= Excerpt to read =
April Manufacturing meanwhile increased by 2.3% versus 0.1% forecast and 0.1% previous.
Lloyds commented that the rise in the sector was spearheaded by rising sales of pharmaceuticals:
"However, with output expanding in 10 of the 13 manufacturing subsectors – attributed to expanding exports for the 8.9% m/m surge on pharmaceutical output – the expansion on the month otherwise does seem broadly based."
Although the data suggested a pick-up in Q2 GDP, it was from such a low 'base' argue Lloyds that it will still fall to the dominant Services sector to do the heavy lifting, which is more likely to be sensitive to "political uncertainty" from Brexit risk.
Euro Holds Towards Top of Recent Ranges Against the Dollar
The European Central Bank kicked off its corporate bond-buying program on Wednesday and investors applauded the move by driving the euro above 1.1400.
"While this reaction may be counterintuitive especially as Eurozone corporate bond yields dropped to its lowest level in more than a year, their aggressive start gave investors hope that this additional stimulus plus the TLTRO program beginning on June 22nd will be effective in stimulating inflation and growth in the economy," says Kathy Lien, an analyst with BK Asset Management.
Area fundamentals, at the margin, also buoyed the euro as gauges of German factory growth fared better than expected while euro zone growth during the first quarter got revised a smidge higher to 0.6 percent.

= Records shown =

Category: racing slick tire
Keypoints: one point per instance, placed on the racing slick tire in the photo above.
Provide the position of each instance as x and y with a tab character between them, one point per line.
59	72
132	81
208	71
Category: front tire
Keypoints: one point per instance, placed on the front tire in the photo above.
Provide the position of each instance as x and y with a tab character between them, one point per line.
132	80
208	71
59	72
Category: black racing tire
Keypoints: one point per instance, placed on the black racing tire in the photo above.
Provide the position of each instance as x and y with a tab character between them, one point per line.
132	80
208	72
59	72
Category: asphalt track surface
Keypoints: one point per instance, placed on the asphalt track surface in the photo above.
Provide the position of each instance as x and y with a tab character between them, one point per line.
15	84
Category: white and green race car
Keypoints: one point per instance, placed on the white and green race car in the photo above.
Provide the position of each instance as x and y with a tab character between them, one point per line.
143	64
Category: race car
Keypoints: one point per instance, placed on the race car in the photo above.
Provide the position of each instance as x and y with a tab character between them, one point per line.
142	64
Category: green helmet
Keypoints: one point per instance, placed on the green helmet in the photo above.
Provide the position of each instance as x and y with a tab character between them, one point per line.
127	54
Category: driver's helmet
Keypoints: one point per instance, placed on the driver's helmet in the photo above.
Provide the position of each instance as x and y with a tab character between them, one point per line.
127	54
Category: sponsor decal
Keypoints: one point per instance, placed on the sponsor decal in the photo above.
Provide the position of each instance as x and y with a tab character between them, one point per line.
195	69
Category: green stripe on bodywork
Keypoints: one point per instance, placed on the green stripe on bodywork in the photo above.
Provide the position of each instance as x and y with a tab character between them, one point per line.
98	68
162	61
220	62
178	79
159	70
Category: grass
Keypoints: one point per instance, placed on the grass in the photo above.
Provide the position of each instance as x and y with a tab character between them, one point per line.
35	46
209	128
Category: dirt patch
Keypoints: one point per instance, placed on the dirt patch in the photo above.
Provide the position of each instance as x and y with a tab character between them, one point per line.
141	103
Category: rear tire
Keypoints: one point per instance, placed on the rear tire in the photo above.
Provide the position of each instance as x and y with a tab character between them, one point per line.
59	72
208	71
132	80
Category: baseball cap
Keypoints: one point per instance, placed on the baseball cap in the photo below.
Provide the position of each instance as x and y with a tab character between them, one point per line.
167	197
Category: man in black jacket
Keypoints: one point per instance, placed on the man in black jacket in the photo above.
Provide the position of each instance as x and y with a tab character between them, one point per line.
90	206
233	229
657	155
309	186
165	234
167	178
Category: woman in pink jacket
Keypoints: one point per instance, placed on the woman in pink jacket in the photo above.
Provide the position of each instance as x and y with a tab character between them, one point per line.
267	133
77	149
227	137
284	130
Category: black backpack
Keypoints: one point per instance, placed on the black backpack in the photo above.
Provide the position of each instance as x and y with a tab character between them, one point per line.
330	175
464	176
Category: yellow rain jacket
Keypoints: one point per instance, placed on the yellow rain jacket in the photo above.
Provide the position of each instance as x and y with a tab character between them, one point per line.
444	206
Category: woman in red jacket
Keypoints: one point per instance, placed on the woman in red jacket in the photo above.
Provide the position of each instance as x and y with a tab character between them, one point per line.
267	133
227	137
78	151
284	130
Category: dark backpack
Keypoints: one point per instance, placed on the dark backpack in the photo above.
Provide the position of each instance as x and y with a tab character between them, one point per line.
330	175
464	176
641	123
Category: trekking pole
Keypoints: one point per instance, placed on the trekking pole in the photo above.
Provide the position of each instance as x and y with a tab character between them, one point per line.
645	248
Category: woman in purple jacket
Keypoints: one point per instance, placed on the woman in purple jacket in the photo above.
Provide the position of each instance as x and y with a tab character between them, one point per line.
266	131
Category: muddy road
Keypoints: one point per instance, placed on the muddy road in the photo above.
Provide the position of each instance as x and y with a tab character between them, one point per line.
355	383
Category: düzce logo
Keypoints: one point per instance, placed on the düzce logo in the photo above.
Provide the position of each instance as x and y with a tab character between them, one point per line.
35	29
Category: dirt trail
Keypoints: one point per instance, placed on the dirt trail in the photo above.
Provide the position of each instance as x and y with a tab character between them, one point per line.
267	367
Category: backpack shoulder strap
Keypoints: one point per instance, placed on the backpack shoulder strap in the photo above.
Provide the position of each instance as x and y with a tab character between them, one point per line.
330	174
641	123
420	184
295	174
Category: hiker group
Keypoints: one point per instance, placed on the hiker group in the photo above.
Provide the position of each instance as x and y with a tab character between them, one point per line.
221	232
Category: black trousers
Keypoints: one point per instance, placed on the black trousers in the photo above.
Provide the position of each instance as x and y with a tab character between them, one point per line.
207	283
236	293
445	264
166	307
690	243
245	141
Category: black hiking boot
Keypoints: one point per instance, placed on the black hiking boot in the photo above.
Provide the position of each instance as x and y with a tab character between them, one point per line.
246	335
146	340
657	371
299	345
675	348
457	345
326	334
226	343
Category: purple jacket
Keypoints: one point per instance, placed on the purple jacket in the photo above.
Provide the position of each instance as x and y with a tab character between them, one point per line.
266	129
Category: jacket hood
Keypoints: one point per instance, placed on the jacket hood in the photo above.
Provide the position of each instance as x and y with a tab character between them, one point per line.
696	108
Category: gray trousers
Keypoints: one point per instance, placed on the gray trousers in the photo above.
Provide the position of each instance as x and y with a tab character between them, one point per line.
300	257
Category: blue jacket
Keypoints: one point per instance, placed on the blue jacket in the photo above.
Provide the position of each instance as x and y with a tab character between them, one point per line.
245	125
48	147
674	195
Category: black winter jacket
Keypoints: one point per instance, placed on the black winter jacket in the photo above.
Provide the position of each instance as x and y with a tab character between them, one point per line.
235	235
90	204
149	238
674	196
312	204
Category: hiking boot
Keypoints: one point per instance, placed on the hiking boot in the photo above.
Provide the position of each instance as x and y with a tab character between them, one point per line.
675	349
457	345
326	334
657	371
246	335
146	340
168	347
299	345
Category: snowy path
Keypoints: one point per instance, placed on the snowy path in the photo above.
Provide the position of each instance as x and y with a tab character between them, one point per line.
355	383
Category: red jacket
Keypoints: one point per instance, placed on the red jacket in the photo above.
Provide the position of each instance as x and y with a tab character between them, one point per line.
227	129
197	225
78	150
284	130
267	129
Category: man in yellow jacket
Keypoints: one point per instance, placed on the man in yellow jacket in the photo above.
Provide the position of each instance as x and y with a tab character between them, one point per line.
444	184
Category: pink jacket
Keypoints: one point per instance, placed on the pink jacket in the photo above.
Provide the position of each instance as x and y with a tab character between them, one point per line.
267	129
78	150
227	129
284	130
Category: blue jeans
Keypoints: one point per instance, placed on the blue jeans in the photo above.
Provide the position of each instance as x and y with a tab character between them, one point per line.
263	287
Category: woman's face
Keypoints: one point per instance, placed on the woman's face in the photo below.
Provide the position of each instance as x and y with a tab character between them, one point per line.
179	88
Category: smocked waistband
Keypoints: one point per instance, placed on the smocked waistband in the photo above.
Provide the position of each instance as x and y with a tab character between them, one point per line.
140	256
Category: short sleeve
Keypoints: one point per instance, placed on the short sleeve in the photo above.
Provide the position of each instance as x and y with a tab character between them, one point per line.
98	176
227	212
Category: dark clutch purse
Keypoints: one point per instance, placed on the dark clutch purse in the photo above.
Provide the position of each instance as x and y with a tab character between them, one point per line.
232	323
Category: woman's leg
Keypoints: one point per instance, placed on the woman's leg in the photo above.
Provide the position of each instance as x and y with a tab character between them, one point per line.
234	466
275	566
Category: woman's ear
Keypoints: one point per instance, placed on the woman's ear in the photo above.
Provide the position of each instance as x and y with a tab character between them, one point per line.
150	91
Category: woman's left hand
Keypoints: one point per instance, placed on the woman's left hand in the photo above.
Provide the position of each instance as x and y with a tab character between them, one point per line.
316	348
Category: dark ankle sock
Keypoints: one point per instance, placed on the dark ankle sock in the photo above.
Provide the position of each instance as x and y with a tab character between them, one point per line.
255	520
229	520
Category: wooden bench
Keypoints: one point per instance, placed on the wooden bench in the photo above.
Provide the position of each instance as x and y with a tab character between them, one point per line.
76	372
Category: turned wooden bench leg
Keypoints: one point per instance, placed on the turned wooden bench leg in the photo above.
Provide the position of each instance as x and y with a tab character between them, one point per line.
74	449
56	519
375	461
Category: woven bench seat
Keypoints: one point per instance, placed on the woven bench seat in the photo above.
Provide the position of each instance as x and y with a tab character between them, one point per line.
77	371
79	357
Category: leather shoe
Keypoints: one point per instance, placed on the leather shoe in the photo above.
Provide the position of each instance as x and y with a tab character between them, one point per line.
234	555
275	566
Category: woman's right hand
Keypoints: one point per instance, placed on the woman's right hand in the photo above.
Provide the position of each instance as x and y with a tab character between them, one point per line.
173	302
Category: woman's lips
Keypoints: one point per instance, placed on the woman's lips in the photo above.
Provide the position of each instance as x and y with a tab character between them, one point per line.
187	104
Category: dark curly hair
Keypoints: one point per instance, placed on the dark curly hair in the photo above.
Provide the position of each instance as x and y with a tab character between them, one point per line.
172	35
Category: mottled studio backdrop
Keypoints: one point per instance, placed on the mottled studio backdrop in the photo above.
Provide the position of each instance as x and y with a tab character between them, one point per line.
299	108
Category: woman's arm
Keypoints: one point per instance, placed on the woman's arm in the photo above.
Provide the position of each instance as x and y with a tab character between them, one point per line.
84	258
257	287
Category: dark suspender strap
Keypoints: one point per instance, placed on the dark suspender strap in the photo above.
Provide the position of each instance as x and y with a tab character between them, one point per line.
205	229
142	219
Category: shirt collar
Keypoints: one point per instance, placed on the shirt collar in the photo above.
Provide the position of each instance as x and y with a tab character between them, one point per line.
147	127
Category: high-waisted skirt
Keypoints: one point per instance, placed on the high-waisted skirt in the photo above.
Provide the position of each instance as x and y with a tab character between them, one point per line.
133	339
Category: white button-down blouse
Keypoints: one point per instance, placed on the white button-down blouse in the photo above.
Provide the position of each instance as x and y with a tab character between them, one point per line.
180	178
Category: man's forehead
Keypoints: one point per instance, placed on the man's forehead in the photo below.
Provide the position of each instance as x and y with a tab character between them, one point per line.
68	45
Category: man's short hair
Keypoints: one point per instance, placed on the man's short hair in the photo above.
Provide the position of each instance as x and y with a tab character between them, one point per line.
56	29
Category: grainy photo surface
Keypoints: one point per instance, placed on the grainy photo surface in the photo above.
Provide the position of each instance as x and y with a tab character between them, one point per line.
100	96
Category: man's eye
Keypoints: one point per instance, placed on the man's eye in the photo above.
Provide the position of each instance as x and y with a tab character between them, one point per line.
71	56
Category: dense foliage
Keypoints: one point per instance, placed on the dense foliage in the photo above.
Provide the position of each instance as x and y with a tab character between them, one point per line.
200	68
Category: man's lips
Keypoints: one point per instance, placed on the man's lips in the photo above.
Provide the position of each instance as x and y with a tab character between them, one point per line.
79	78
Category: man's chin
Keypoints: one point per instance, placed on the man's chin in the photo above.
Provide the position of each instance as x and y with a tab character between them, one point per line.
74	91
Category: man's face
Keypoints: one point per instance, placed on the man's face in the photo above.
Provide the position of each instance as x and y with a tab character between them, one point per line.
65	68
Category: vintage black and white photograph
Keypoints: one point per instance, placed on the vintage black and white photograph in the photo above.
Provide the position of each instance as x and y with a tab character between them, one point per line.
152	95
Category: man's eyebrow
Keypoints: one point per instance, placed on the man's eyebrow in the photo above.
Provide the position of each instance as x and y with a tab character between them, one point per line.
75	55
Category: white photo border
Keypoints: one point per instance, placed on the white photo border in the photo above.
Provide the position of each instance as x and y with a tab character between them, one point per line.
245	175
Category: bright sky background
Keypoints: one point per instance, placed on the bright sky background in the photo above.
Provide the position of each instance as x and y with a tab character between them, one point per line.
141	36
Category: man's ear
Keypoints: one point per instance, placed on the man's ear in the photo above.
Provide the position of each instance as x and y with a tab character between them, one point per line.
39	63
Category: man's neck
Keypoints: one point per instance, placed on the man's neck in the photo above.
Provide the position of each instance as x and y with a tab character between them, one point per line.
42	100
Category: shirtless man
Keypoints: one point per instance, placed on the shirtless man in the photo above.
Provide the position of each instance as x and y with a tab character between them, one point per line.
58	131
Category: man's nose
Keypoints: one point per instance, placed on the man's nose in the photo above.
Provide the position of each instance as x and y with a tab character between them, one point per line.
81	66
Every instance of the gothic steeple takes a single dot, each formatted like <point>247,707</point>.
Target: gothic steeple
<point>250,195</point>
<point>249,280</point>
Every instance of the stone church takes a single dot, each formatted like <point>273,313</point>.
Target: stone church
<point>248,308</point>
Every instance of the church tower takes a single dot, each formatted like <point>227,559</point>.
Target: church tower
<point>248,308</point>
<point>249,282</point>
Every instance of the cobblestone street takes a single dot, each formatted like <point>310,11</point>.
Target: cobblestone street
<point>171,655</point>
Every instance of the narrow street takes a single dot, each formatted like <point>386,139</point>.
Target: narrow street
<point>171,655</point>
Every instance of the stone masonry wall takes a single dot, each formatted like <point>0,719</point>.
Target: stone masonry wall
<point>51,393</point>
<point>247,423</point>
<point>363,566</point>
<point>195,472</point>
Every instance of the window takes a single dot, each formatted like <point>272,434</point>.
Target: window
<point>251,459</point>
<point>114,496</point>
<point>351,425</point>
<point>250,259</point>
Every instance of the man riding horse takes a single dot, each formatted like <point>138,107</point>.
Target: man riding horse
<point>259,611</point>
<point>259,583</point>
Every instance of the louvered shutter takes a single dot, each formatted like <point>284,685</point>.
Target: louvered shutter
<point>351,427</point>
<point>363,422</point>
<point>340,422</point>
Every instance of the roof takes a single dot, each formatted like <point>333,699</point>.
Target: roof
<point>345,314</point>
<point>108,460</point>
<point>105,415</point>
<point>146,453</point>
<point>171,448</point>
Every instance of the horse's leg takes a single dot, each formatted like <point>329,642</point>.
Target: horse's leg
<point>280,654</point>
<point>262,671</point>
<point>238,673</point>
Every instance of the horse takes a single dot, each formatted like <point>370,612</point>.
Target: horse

= Tasks to carry out =
a – In the report above on manufacturing and the euro, by how much did April manufacturing output rise?
b – Give again the part of the report on manufacturing and the euro between "April Manufacturing meanwhile" and "euro above 1.1400.", inclusive.
c – Proceed with the report on manufacturing and the euro, picking up after its final sentence.

= Answers to the exercises =
a – It rose by 2.3%.

b –
April Manufacturing meanwhile increased by 2.3% versus 0.1% forecast and 0.1% previous.
Lloyds commented that the rise in the sector was spearheaded by rising sales of pharmaceuticals:
"However, with output expanding in 10 of the 13 manufacturing subsectors – attributed to expanding exports for the 8.9% m/m surge on pharmaceutical output – the expansion on the month otherwise does seem broadly based."
Although the data suggested a pick-up in Q2 GDP, it was from such a low 'base' argue Lloyds that it will still fall to the dominant Services sector to do the heavy lifting, which is more likely to be sensitive to "political uncertainty" from Brexit risk.
Euro Holds Towards Top of Recent Ranges Against the Dollar
The European Central Bank kicked off its corporate bond-buying program on Wednesday and investors applauded the move by driving the euro above 1.1400.

c –
Until U.S. numbers make a stronger case for the Fed to boost interest rates, EURUSD’s path of least resistance appears higher.
Euro Exchange Rate to Remain Supported as Eurozone Economy Starts to Fire Up
The euro was only marginally lifted on Tuesday despite a slew of positive data, which showed the Eurozone's GDP growth in Q1 was revised up to a final, highly respectable figure of 0.6% (qoq) from a 0.5% second estimate, and a 0.6% preliminary 'flash' estimate.
German Industrial Production provided further good news after also beating expectations by rising 0.8% in May (-1.3% prev, 0.7% exp), on the back of increased automobile manufacturing, as plants started to get through a rising backlog of orders. Overall the data underscored how the country' exports continued to do well.
Even the subdued construction component, which was negative was explained as a due to January and February being so strong they were hard acts to follow - February chalked up 12.2% gain alone.
Spanish Industrial Production rose by 2.7%, also beating analysts estimates of 2.1%, as the country continued to show signs of finally emerging from the wreckage of the financial crisis.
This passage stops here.